GIVEN TEXT
------------------------------
Panama launches U.S.-backed operation to stop flow of migrants
NICANOR, Panama — Panama launched a security operation along its shared border with Colombia on Friday to combat criminal gangs and migrant smugglers involved in record-setting migration through the perilous Darien Gap this year.
Security officials said Operation Shield is part of the agreement reached with the governments of Colombia and the United States in April to stop the flow of migrants through the border’s jungle-clad mountains.
At a naval air base in Panama’s far east Darien province, rifle-toting border police outfitted in camouflage were conducting drills Friday on the tarmac in front of helicopters previously donated by the U.S. government.
Panama will dedicate some 1,200 immigration agents, border police and members of the naval air service to what it said will be an air, land and sea effort. The targets will not be the hundreds of migrants traversing the dense jungle each day, but the organized criminal groups that prey on and profit from them on both sides of the border.
“This is an action by the Panamanian government against criminals who are earning fortunes from human pain,” Security Minister Juan Manuel Pino said. The campaign was the first visible example of the efforts promised by the three governments.
He said the U.S. is in the process of replacing six of Panama’s helicopters with eight new ones.
Panama’s government estimates that 50,000 migrants crossed the treacherous Darien Gap from Colombia in the first two months of the year.
In recent years, the roadless Darien Gap between Colombia and Panama has become a major and increasingly well-established migration route for extra-continental migrants seeking to reach the United States. Its location on the narrow isthmus makes it a natural point to try to gain control of migration flows, but its remoteness and lawlessness have long made that a challenge.
On Sunday, Panamanian border police encountered nine people suspected of robbing migrants and police killed three of them in a shootout.
------------------------------
DATASET
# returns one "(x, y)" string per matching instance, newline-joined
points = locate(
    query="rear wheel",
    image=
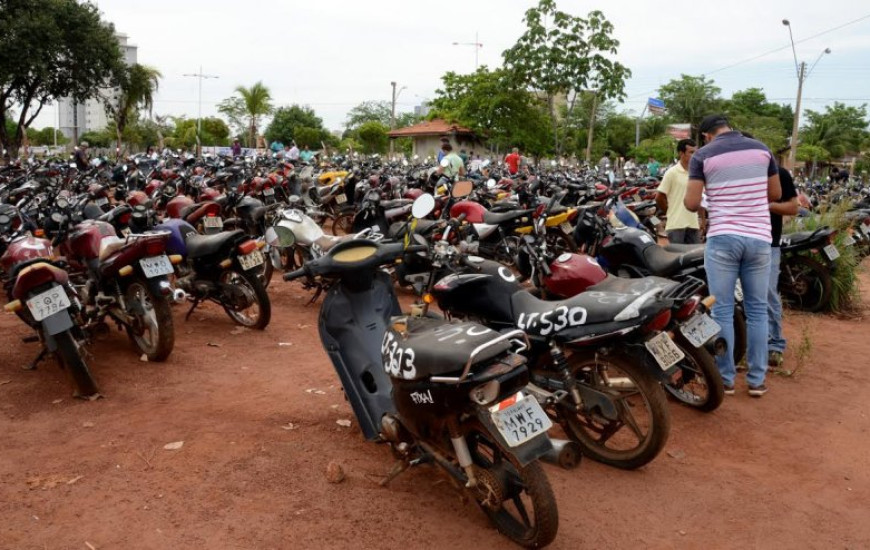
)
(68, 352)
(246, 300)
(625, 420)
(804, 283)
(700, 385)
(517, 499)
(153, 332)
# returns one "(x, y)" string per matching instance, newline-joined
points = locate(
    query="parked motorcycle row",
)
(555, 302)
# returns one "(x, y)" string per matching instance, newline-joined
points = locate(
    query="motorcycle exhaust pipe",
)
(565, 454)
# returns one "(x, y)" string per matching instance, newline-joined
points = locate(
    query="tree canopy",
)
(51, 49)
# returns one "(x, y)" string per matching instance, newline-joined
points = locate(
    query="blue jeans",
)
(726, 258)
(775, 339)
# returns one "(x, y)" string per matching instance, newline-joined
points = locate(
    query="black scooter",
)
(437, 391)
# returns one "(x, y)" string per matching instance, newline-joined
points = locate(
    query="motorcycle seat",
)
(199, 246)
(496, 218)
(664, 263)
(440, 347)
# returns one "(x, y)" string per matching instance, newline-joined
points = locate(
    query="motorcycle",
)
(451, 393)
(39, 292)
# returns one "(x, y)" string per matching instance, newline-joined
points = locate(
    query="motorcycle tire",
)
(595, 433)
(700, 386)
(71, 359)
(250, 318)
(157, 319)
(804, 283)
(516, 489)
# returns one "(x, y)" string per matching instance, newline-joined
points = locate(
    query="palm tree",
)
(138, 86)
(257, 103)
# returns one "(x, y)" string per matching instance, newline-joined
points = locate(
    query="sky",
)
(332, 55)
------------------------------
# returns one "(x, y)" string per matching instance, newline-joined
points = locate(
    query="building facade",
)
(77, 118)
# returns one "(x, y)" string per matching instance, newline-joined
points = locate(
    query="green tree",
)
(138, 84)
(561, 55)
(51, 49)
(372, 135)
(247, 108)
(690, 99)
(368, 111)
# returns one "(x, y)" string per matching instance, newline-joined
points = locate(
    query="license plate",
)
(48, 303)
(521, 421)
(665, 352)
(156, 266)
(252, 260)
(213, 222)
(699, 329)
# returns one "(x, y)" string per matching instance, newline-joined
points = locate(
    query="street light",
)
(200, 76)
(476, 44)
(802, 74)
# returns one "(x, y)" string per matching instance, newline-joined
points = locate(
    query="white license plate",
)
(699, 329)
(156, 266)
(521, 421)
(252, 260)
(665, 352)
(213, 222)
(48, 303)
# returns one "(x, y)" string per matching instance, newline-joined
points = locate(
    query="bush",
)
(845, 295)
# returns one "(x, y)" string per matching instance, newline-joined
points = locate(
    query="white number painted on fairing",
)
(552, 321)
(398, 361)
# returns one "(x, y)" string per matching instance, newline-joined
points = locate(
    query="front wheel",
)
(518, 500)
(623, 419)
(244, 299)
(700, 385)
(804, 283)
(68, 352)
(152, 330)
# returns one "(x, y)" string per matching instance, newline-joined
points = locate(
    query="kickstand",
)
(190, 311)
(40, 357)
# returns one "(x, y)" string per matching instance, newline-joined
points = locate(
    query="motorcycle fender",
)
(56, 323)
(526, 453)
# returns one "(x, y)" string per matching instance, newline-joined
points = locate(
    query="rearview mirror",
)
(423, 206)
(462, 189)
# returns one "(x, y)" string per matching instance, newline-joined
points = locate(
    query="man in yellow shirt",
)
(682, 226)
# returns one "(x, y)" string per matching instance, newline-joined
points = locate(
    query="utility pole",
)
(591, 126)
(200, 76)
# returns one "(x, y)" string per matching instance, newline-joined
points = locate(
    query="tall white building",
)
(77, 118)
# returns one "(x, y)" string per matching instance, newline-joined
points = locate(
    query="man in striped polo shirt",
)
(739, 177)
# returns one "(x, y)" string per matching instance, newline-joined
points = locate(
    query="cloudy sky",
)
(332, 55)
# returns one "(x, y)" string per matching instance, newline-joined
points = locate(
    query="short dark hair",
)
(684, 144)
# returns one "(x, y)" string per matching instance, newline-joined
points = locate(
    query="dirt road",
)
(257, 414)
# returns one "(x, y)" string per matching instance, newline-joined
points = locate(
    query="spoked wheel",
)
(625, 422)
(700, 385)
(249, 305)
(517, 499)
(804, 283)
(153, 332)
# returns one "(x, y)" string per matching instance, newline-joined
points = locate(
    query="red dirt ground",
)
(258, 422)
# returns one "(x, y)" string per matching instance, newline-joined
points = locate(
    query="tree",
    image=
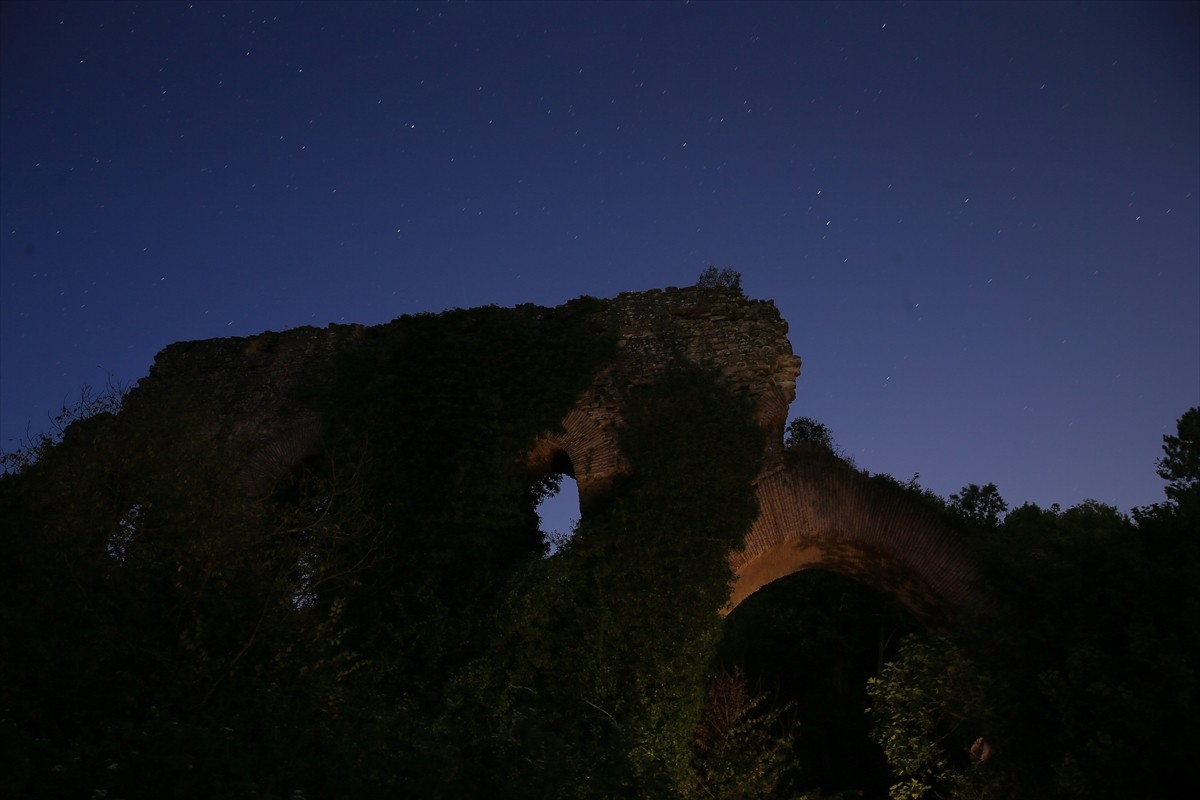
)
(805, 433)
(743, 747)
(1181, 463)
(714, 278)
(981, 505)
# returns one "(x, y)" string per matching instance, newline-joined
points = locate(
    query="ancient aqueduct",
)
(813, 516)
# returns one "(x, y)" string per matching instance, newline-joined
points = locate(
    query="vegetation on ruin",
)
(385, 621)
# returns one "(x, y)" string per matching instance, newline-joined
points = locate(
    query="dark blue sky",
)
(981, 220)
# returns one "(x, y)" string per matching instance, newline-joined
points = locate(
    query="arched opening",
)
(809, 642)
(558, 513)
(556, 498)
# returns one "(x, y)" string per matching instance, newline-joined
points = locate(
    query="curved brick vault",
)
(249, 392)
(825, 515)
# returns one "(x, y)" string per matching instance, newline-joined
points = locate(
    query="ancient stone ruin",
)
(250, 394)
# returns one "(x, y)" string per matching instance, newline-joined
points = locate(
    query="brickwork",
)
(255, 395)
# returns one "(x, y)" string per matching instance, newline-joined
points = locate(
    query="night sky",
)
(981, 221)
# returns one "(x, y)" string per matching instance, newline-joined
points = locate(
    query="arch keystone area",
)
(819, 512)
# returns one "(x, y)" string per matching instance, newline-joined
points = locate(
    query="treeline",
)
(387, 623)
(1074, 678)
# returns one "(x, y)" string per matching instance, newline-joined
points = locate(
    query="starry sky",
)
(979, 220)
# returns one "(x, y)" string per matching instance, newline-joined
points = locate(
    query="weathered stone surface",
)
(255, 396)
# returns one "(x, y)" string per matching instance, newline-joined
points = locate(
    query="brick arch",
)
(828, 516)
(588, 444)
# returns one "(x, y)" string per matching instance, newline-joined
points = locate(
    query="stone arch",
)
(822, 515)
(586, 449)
------------------------------
INSTRUCTIONS TO FOLLOW
Translate this sentence from the article on Panama's border operation into Spanish: "Panama's government estimates that 50,000 migrants crossed the treacherous Darien Gap from Colombia in the first two months of the year." The material has no connection to the article on Panama's border operation.

TASK RESPONSE
El gobierno de Panamá estima que 50.000 migrantes cruzaron el traicionero Tapón del Darién desde Colombia en los dos primeros meses del año.